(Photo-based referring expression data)
________________

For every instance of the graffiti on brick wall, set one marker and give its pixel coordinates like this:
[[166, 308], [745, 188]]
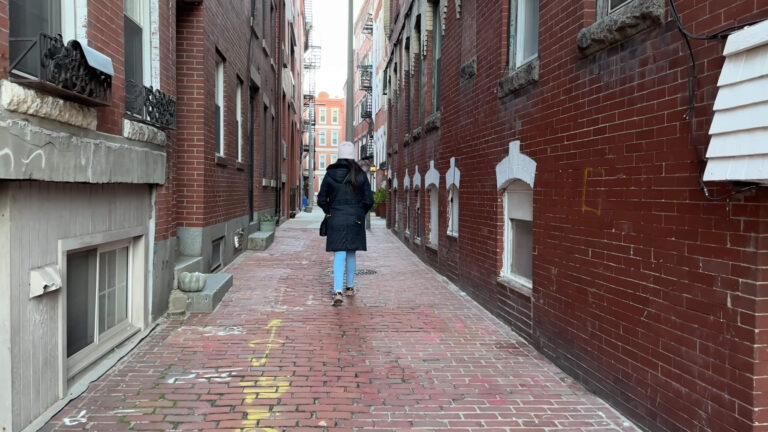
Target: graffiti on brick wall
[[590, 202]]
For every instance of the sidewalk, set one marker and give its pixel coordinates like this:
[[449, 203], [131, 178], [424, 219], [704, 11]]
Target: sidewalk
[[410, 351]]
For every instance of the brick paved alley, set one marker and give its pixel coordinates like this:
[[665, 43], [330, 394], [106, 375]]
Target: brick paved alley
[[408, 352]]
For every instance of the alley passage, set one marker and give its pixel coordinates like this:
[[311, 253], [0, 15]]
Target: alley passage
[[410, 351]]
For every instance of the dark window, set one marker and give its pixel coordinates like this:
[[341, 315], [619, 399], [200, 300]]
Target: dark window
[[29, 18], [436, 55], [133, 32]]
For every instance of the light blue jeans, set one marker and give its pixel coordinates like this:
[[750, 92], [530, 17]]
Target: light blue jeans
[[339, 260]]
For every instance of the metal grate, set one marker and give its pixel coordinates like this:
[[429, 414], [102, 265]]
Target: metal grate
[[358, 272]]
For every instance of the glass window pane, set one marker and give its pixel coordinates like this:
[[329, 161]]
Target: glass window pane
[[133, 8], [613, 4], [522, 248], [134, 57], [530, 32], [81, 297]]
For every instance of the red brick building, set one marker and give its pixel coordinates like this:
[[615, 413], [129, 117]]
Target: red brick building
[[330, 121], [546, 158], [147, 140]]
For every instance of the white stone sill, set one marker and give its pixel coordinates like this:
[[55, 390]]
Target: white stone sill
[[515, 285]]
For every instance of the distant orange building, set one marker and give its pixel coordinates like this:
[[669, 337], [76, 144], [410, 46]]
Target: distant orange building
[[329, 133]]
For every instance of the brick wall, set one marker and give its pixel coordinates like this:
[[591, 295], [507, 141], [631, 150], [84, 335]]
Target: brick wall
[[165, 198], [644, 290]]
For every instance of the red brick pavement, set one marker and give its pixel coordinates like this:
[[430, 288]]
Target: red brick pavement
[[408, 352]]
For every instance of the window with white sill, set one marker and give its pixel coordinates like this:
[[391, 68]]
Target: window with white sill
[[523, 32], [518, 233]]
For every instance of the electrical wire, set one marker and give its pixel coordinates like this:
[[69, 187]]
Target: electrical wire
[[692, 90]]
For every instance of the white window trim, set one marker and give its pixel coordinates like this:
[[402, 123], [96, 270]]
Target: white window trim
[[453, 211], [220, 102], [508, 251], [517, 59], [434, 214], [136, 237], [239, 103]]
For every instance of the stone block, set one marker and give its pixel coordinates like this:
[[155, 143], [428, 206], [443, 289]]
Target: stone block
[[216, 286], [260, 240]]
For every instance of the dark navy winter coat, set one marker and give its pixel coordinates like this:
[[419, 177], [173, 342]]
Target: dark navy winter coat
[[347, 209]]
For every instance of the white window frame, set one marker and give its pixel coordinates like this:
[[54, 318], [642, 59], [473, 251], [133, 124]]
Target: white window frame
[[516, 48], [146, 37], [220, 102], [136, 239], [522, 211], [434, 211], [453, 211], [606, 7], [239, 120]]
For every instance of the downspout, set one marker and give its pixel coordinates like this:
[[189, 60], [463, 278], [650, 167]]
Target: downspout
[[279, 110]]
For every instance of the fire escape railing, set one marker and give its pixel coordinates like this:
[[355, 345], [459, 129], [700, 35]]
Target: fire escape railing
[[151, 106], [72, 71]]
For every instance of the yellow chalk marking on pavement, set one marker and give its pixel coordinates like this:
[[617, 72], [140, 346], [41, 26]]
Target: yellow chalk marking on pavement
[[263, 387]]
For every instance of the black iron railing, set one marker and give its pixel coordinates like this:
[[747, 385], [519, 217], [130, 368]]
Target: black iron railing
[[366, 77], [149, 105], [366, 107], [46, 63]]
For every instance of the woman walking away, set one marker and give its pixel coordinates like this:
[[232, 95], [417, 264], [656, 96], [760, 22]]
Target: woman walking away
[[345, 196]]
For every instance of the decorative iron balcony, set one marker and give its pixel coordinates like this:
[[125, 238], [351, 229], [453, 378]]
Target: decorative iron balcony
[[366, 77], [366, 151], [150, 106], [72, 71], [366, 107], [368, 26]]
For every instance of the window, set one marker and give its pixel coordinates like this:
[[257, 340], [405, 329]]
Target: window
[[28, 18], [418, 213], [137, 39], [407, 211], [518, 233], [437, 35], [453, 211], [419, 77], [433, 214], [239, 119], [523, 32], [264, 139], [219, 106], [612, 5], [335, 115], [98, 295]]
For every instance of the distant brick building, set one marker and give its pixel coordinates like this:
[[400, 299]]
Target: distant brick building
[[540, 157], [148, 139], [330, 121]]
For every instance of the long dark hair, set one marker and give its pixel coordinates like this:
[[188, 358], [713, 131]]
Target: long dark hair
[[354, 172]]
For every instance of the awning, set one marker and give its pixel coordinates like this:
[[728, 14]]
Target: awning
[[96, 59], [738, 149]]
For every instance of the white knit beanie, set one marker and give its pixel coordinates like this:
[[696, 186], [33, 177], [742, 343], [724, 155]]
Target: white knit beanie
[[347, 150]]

________________

## Aim of the task
Please give the entries again word for word, without any pictures.

## Output
For every instance of the graffiti on brick wall, set one marker and give its pixel coordinates like this:
[[166, 308], [745, 188]]
Target: graffiti on brick wall
[[590, 202]]
For every instance of the sidewalk, set one marker and give its pixel coordinates like this:
[[449, 203], [131, 178], [424, 219], [704, 11]]
Target: sidewalk
[[410, 351]]
For every instance of the brick paved alley, set one marker and give its pixel coordinates like this:
[[665, 43], [330, 394], [106, 375]]
Target: brick paved alley
[[408, 352]]
For every instance of the alley passage, set one marker and give its pixel coordinates like this:
[[311, 253], [0, 15]]
Target: alley passage
[[410, 351]]
For every instance of the dark window, set one marker and give its pixel coordinates like this:
[[341, 315], [619, 399], [200, 300]]
Target: dark window
[[29, 18], [436, 55], [133, 32]]
For every instance of the light blue jeans, set one marker and give its pixel coordinates like this:
[[750, 92], [530, 17]]
Target: light blue jeans
[[339, 260]]
For every instance of the metal grate, set one marker and give its pixel coordinates like this:
[[429, 414], [102, 265]]
Target: metal grate
[[358, 272]]
For every instance of the glass window pane, set one marker and give its pixel coordinates like this:
[[329, 161]]
Target: glass window pane
[[133, 8], [613, 4], [522, 248], [134, 57], [530, 32], [81, 297]]
For every instance of the red brick building, set one marker and give its pixel coordinates like this:
[[615, 413], [129, 117]]
Target: red brick building
[[330, 121], [546, 158], [147, 140]]
For every instance of the white stone sill, set one marker and give its pixel coordinates like this:
[[55, 390]]
Target: white stone sill
[[515, 285]]
For every instance of the distant orange building, set one marker and give its pixel coordinates like this:
[[669, 337], [76, 144], [410, 46]]
Target: distant orange building
[[329, 133]]
For every instance of the brick wall, set one marker and give its pixel coordinates like this:
[[591, 295], [507, 141], [631, 150], [84, 335]]
Target: brick wall
[[165, 198], [644, 290]]
For every instance of the red brick pavement, set one marker and give its pixel coordinates like this:
[[430, 288]]
Target: red brick pavement
[[408, 352]]
For every instance of the window with white sill, set one marker and give its pixel coordinates like this:
[[391, 68]]
Target: window with white sill
[[523, 32], [518, 233]]
For every instance of the electrical wire, set one marker and give its pixel coordinates like this:
[[69, 187]]
Target: electrical wire
[[692, 90]]
For every instance of the white window trim, set one marker and give its pixel coordinates like this:
[[402, 123], [96, 270]]
Target: white window trim
[[453, 211], [220, 102], [508, 251], [517, 59], [434, 214], [136, 237], [239, 103]]
For every instance of the stone block, set one marker and give its pixel coordinates like this:
[[155, 143], [428, 206], [443, 289]]
Target: stone block
[[216, 286], [260, 240]]
For every instance of the dark navy winter coat, set one marker and give its pixel coordinates like this:
[[419, 177], [173, 342]]
Target: dark navy winter coat
[[347, 209]]
For every instance of the white window frame, set one marker and give its pixel coordinates like this:
[[54, 318], [642, 59], [473, 251], [133, 124]]
Target: white window frame
[[516, 48], [146, 37], [220, 102], [136, 239], [522, 211], [434, 211], [453, 211], [606, 7], [239, 120]]
For every instance of the downspout, set one marker and give its pixel coordinates like this:
[[189, 60], [463, 278], [650, 167]]
Target: downspout
[[279, 110]]
For every instance of the fire escape railing, set one marker and give its pixel coordinates like this:
[[355, 345], [459, 129], [700, 35]]
Target: fire escape railing
[[151, 106], [72, 71]]
For every instance of the yellow chalk marking on pavement, set one marker and give its pixel coordinates like this:
[[617, 72], [140, 346], [41, 26]]
Target: yellow chalk marking on pavement
[[263, 387]]
For every instance of the black iron railing, set one marker and give its pixel coordinates like this:
[[747, 385], [519, 217], [130, 368]]
Target: black iron railing
[[366, 77], [149, 105], [366, 107], [46, 63]]
For every instance of the woman walking away, set one marker and give its pixel coordinates like this:
[[232, 95], [417, 264], [656, 96], [760, 22]]
Target: woman walking away
[[345, 196]]
For every instance of the decorative iron balcony, set one marker and give its pixel coordinates like this:
[[125, 238], [351, 229], [453, 378]]
Target: decorative iron balcony
[[366, 77], [366, 151], [150, 106], [72, 71], [366, 107], [368, 26]]
For every instance of the window, set one marker and give its pixel coordinates like this:
[[257, 340], [405, 329]]
Target: window
[[28, 18], [418, 213], [137, 39], [407, 211], [518, 233], [437, 35], [453, 211], [419, 77], [433, 214], [239, 119], [523, 32], [264, 139], [219, 106], [612, 5], [335, 115], [98, 295]]
For every instance of the distant brick building, set one marker and give its pixel coordinates like this:
[[400, 299]]
Target: distant brick building
[[540, 157], [148, 139], [330, 121]]
For every instance of the long dark hair, set one marker and give its pixel coordinates like this:
[[188, 358], [713, 131]]
Target: long dark hair
[[354, 172]]
For every instance of the awning, set one marker and give its pixel coordinates like this:
[[728, 14]]
Target: awning
[[96, 59], [738, 149]]
For every instance of the white knit beanie, set one marker and give its pixel coordinates like this:
[[696, 186], [33, 177], [742, 343], [724, 155]]
Target: white knit beanie
[[347, 150]]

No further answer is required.